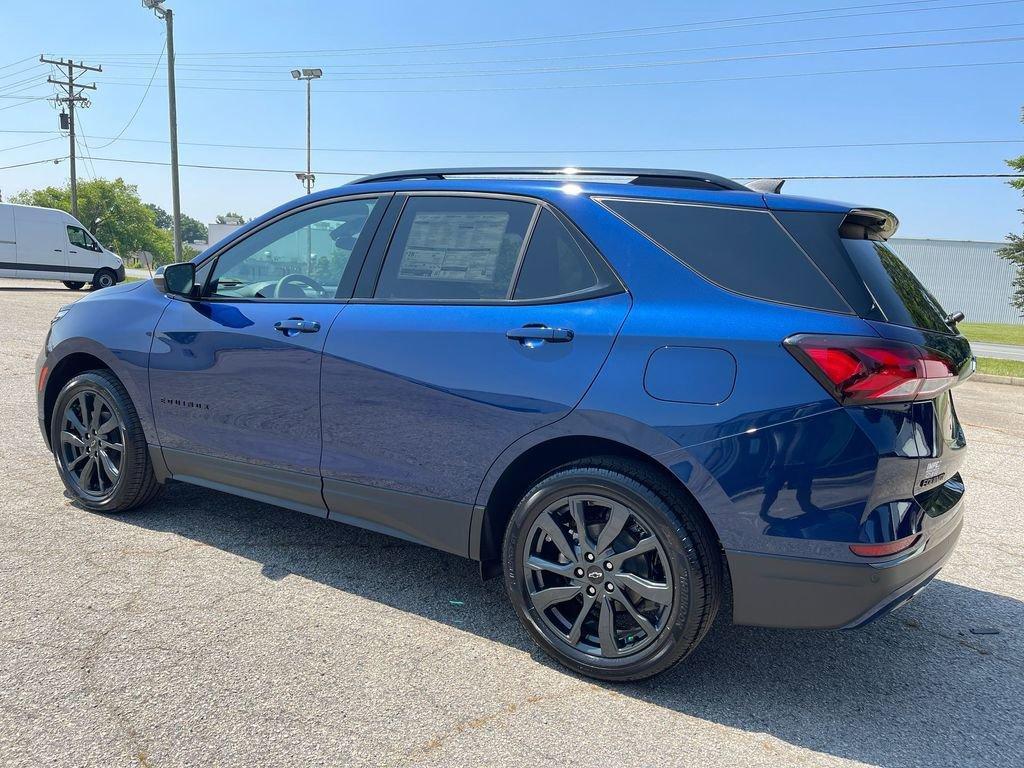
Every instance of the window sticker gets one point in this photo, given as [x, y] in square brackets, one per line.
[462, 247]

━━━━━━━━━━━━━━━━━━━━━━━━━━━━━━

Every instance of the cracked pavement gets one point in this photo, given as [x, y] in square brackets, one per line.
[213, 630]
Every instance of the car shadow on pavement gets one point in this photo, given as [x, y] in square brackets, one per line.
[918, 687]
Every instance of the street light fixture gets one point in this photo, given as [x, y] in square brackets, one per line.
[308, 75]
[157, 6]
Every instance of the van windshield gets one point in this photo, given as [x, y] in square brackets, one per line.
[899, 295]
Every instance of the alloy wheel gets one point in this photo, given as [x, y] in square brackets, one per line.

━━━━━━━━━━━━━━━━━━━━━━━━━━━━━━

§ TASK ITEM
Set down exactly the lines of the data above, beginning with the line that has "Every instance of the street" and ending with the line that has "Every instance of the alloy", and no others.

§ RESPONSE FOR THIS EXERCISE
Every instance of the street light fixture gets one point in this photo, given as [x, y] in square brackets, one per line.
[308, 75]
[157, 6]
Every instance of the van windshield gets one point in this photo, given as [x, y] in square brackets, one per line.
[899, 295]
Every instance of the alloy wheel gets one point in this photo, given as [x, y] in square brackets, one per line.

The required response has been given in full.